# Task input
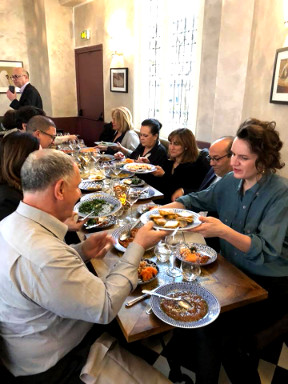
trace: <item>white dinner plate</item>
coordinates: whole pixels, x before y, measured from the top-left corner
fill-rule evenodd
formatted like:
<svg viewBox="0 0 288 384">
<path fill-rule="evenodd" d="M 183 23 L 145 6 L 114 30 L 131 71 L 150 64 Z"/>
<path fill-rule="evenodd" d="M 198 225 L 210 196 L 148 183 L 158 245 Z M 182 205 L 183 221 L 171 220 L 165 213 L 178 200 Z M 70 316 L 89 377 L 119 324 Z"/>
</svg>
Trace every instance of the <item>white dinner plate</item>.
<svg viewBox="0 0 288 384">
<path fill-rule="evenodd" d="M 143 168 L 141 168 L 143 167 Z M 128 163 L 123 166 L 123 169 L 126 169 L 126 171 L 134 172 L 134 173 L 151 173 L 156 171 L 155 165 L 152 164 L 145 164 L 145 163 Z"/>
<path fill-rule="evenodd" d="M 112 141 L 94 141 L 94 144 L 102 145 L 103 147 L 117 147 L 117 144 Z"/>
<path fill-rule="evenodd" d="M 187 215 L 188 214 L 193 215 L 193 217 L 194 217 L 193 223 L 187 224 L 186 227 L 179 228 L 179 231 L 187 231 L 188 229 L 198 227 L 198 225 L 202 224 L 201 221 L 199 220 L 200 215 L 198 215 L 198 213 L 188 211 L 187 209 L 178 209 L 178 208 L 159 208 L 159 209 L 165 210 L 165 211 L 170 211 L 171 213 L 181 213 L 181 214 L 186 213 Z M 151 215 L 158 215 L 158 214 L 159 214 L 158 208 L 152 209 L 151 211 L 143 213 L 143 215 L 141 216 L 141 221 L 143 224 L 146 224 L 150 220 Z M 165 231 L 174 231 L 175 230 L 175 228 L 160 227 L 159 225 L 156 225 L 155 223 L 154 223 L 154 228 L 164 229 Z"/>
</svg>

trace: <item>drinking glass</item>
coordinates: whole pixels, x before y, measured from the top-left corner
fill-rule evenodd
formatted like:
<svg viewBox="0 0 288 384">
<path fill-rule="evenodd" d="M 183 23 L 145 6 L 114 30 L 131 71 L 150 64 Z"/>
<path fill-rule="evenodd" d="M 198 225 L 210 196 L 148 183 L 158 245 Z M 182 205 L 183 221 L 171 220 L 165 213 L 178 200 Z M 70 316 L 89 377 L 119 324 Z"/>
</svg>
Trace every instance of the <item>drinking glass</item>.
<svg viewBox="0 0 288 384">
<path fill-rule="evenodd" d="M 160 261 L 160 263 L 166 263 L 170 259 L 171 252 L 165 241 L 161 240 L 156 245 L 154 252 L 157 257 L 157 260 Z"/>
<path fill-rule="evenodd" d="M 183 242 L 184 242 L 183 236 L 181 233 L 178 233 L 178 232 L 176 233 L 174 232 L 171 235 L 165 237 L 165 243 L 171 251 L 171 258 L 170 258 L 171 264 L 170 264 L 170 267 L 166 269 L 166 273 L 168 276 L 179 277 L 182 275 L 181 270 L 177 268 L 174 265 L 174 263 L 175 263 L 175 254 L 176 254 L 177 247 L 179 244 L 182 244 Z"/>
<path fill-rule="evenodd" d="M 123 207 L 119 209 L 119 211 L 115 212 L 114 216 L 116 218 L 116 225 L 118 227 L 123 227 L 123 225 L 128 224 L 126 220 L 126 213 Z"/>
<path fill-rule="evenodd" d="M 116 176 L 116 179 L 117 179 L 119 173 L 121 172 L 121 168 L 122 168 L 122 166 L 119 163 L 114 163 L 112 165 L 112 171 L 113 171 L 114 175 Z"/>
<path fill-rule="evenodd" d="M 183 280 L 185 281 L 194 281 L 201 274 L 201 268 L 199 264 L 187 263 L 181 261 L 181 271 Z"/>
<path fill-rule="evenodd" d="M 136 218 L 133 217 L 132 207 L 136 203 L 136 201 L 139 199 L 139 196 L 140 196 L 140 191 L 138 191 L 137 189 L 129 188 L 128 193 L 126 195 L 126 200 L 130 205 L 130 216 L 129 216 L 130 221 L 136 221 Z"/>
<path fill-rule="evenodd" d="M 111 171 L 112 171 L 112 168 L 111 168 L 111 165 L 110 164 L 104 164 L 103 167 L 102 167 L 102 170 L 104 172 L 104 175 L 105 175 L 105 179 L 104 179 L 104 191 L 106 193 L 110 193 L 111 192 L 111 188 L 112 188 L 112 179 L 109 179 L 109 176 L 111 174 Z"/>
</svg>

# To do
Images stay out, but the rest of the data above must be repeated exactly.

# Solution to this task
trace: <item>white dinner plate</item>
coordinates: whole pixels, x before y, measured from the top-left corner
fill-rule evenodd
formatted like:
<svg viewBox="0 0 288 384">
<path fill-rule="evenodd" d="M 183 23 L 145 6 L 114 30 L 131 71 L 150 64 Z"/>
<path fill-rule="evenodd" d="M 198 225 L 210 196 L 148 183 L 158 245 Z M 182 205 L 183 221 L 171 220 L 165 213 L 178 200 Z M 70 316 L 89 377 L 119 324 Z"/>
</svg>
Trace every instance of the <item>white dinner plate</item>.
<svg viewBox="0 0 288 384">
<path fill-rule="evenodd" d="M 143 168 L 141 168 L 143 167 Z M 128 163 L 123 166 L 123 169 L 126 169 L 126 171 L 134 172 L 134 173 L 151 173 L 156 171 L 155 165 L 152 164 L 145 164 L 145 163 Z"/>
<path fill-rule="evenodd" d="M 112 141 L 94 141 L 94 144 L 102 145 L 103 147 L 117 147 L 117 144 Z"/>
<path fill-rule="evenodd" d="M 187 215 L 188 214 L 193 215 L 193 217 L 194 217 L 193 223 L 187 224 L 186 227 L 179 228 L 179 231 L 187 231 L 188 229 L 198 227 L 198 225 L 202 224 L 201 221 L 199 220 L 200 215 L 198 215 L 198 213 L 188 211 L 187 209 L 178 209 L 178 208 L 159 208 L 159 209 L 165 210 L 165 211 L 170 211 L 171 213 L 181 213 L 181 214 L 186 213 Z M 151 215 L 158 215 L 158 214 L 159 214 L 158 208 L 152 209 L 151 211 L 143 213 L 143 215 L 141 216 L 141 221 L 143 224 L 146 224 L 150 220 Z M 165 231 L 174 231 L 175 230 L 175 228 L 160 227 L 159 225 L 156 225 L 155 223 L 154 223 L 154 228 L 164 229 Z"/>
</svg>

trace: <item>drinking glass</item>
coordinates: whole pixels, x before y, measured from the top-left corner
fill-rule evenodd
formatted like:
<svg viewBox="0 0 288 384">
<path fill-rule="evenodd" d="M 183 23 L 145 6 L 114 30 L 131 71 L 150 64 Z"/>
<path fill-rule="evenodd" d="M 198 225 L 210 196 L 148 183 L 158 245 Z M 182 205 L 183 221 L 171 220 L 165 213 L 178 200 Z M 70 316 L 89 377 L 119 324 Z"/>
</svg>
Trace every instance of the <item>drinking glass</item>.
<svg viewBox="0 0 288 384">
<path fill-rule="evenodd" d="M 160 261 L 160 263 L 166 263 L 170 259 L 171 252 L 165 241 L 161 240 L 156 245 L 154 252 L 157 257 L 157 260 Z"/>
<path fill-rule="evenodd" d="M 183 242 L 184 242 L 183 236 L 181 233 L 178 233 L 178 232 L 176 233 L 174 232 L 171 235 L 165 237 L 165 243 L 171 251 L 171 258 L 170 258 L 171 264 L 170 264 L 170 267 L 166 269 L 166 273 L 168 276 L 179 277 L 182 275 L 181 270 L 177 268 L 174 265 L 174 263 L 175 263 L 175 254 L 176 254 L 177 247 L 179 244 L 182 244 Z"/>
<path fill-rule="evenodd" d="M 123 207 L 119 209 L 119 211 L 115 212 L 114 216 L 116 218 L 116 225 L 118 227 L 123 227 L 123 225 L 128 224 L 126 220 L 126 213 Z"/>
<path fill-rule="evenodd" d="M 116 176 L 116 179 L 117 179 L 119 173 L 121 172 L 121 168 L 122 168 L 122 166 L 119 163 L 114 163 L 112 165 L 112 171 L 113 171 L 114 175 Z"/>
<path fill-rule="evenodd" d="M 183 280 L 185 281 L 194 281 L 201 274 L 201 268 L 199 264 L 187 263 L 181 261 L 181 271 Z"/>
<path fill-rule="evenodd" d="M 136 218 L 133 217 L 132 207 L 136 203 L 136 201 L 139 199 L 139 196 L 140 196 L 140 191 L 138 191 L 137 189 L 129 188 L 128 193 L 126 195 L 126 200 L 130 205 L 130 216 L 129 216 L 130 221 L 136 221 Z"/>
<path fill-rule="evenodd" d="M 111 171 L 112 171 L 112 168 L 111 168 L 111 165 L 110 164 L 104 164 L 103 167 L 102 167 L 102 170 L 104 172 L 104 175 L 105 175 L 105 179 L 104 179 L 104 191 L 106 193 L 110 193 L 111 192 L 111 188 L 112 188 L 112 179 L 109 179 L 109 176 L 111 174 Z"/>
</svg>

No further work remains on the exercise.